#### Problem to solve
Retype the records exactly.
--- Data provided Enclosed Below ---
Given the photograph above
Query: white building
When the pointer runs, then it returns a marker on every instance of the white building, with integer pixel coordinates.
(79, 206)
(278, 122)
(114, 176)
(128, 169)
--- End of Enclosed Data provided ---
#### Result for this task
Given the photograph above
Query: white building
When the pointer runs, then it returns a marker on every instance of the white building, with integer pixel coordinates.
(79, 206)
(278, 122)
(114, 176)
(128, 169)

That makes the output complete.